ACTIVITY - Across the lines of the records below, how many have the string "wooden" in them? Answer with the number alone.

DATA SHOWN -

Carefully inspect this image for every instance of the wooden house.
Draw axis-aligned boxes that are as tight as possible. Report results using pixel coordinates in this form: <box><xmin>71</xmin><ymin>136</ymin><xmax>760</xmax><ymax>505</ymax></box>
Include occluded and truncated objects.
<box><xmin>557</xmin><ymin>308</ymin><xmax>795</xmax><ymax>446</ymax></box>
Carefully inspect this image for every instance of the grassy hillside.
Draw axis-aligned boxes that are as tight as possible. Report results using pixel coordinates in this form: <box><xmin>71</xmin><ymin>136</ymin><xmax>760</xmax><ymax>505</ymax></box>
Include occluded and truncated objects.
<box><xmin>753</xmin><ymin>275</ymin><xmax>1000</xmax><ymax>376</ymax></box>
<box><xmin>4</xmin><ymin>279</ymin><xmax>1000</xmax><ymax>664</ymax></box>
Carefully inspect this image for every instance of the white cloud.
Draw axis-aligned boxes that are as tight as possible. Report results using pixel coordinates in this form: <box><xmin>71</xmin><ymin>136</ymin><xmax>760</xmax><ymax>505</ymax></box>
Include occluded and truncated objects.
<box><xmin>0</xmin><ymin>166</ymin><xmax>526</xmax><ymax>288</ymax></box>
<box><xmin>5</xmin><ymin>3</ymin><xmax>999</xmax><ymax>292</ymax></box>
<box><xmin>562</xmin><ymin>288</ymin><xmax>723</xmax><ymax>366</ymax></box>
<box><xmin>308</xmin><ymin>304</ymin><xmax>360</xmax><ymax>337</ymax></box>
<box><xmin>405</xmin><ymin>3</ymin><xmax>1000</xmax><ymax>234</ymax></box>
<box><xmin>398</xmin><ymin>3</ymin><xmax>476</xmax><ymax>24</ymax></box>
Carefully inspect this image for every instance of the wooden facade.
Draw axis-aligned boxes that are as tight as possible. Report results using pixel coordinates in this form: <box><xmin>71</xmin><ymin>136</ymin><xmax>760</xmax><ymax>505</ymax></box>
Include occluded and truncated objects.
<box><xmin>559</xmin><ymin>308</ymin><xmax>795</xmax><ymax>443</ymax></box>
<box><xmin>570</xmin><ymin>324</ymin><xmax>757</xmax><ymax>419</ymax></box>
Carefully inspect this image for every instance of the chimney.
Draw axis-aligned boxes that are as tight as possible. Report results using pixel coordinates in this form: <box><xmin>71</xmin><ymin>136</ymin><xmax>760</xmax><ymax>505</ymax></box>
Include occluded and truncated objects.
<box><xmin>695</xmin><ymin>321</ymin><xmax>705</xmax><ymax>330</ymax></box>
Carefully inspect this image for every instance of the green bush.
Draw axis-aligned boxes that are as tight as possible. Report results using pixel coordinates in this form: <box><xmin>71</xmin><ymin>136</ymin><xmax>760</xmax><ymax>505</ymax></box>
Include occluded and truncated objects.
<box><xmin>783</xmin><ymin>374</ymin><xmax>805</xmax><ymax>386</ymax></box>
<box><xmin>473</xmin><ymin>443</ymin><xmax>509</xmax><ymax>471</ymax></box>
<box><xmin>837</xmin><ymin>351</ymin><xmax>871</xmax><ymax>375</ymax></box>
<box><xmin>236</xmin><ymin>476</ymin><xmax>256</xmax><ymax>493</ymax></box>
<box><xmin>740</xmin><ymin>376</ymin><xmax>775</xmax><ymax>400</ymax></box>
* * *
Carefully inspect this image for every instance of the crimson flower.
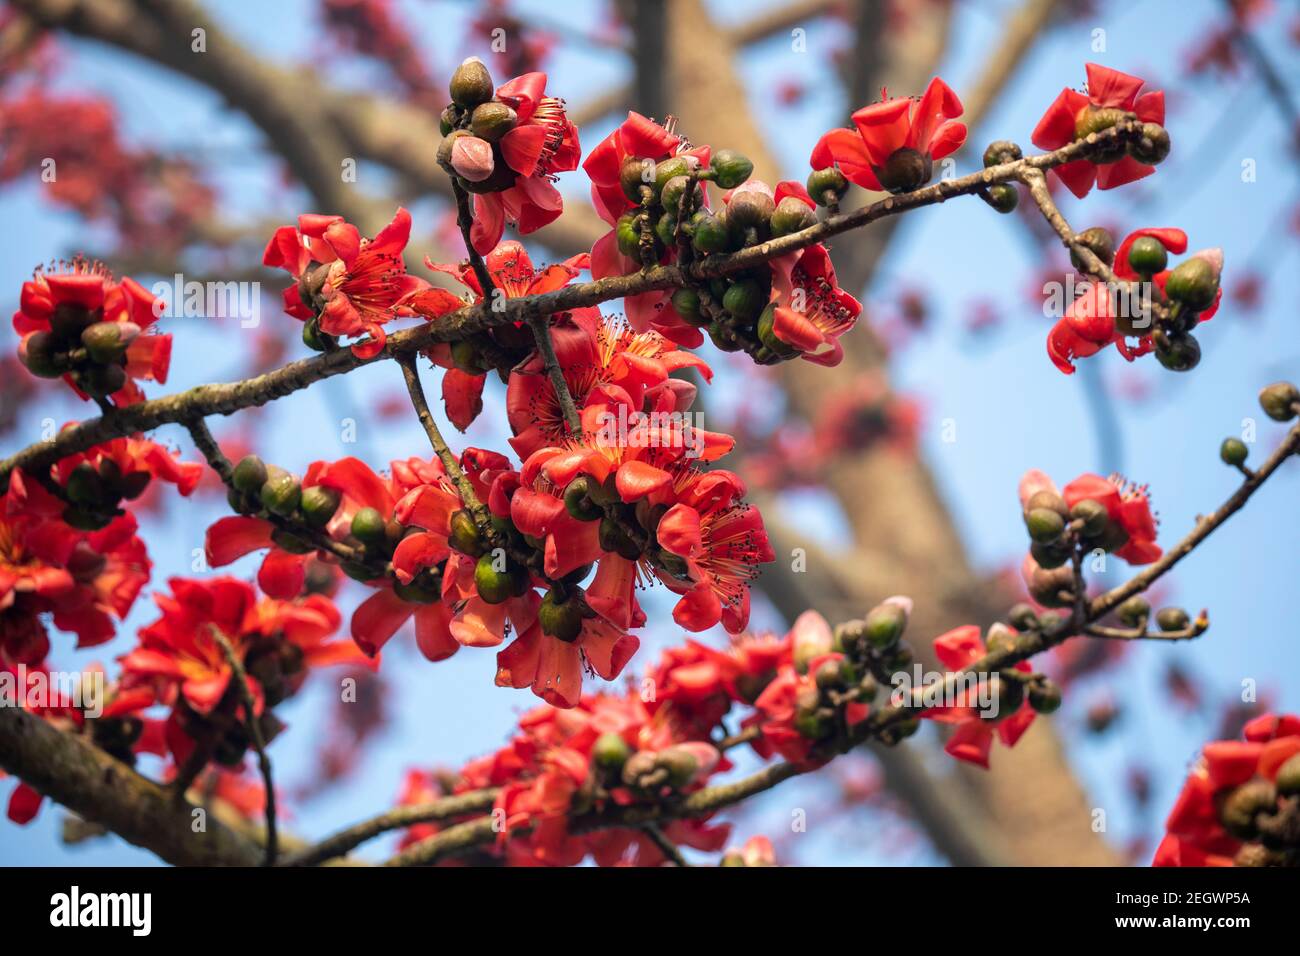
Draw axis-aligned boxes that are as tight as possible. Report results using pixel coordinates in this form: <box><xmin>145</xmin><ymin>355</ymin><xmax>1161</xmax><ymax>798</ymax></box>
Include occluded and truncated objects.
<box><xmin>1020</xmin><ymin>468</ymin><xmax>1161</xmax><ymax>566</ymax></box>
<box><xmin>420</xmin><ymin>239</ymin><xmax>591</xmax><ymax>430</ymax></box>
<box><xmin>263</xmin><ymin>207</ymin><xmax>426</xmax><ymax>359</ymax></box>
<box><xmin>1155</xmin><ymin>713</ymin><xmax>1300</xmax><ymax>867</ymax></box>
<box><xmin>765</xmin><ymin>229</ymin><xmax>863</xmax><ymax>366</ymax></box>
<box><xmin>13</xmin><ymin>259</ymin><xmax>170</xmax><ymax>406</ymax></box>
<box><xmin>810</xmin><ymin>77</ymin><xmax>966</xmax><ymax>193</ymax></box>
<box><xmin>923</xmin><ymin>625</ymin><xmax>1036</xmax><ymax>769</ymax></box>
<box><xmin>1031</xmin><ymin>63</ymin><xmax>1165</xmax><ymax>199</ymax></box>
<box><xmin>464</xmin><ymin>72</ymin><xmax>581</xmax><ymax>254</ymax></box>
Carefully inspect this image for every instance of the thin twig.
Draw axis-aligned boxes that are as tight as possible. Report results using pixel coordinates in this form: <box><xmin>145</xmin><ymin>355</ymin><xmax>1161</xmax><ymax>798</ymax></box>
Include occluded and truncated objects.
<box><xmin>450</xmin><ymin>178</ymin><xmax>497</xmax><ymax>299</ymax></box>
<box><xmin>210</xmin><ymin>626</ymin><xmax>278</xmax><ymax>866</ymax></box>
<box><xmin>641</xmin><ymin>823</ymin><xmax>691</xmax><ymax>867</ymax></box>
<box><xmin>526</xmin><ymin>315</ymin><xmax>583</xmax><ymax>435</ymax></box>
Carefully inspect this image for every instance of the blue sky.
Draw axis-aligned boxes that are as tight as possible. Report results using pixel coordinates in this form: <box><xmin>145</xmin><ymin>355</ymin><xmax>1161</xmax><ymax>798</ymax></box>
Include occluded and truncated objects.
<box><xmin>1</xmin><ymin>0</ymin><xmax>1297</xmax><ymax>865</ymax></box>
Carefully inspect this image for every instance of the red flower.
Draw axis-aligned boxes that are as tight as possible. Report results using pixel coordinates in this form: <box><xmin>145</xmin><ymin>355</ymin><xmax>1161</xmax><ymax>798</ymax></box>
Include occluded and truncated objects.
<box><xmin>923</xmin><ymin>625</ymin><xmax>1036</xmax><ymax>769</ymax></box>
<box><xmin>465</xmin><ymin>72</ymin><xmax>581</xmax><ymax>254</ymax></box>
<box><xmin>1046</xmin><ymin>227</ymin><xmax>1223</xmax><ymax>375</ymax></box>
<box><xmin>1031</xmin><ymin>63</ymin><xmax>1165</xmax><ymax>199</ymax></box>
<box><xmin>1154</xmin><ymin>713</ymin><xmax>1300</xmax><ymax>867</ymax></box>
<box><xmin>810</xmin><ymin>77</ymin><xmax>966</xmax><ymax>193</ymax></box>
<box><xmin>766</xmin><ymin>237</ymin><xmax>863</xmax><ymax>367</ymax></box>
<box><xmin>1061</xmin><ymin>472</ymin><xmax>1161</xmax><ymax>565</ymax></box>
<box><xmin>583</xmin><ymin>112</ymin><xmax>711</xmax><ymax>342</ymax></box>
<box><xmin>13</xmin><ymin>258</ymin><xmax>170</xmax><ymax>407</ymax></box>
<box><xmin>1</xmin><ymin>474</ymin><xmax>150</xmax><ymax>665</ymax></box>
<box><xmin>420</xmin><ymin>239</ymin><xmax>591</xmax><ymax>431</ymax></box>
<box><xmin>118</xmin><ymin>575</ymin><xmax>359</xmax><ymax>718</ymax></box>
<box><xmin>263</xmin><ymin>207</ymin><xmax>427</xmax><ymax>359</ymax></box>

EXPECTED ANSWER - 2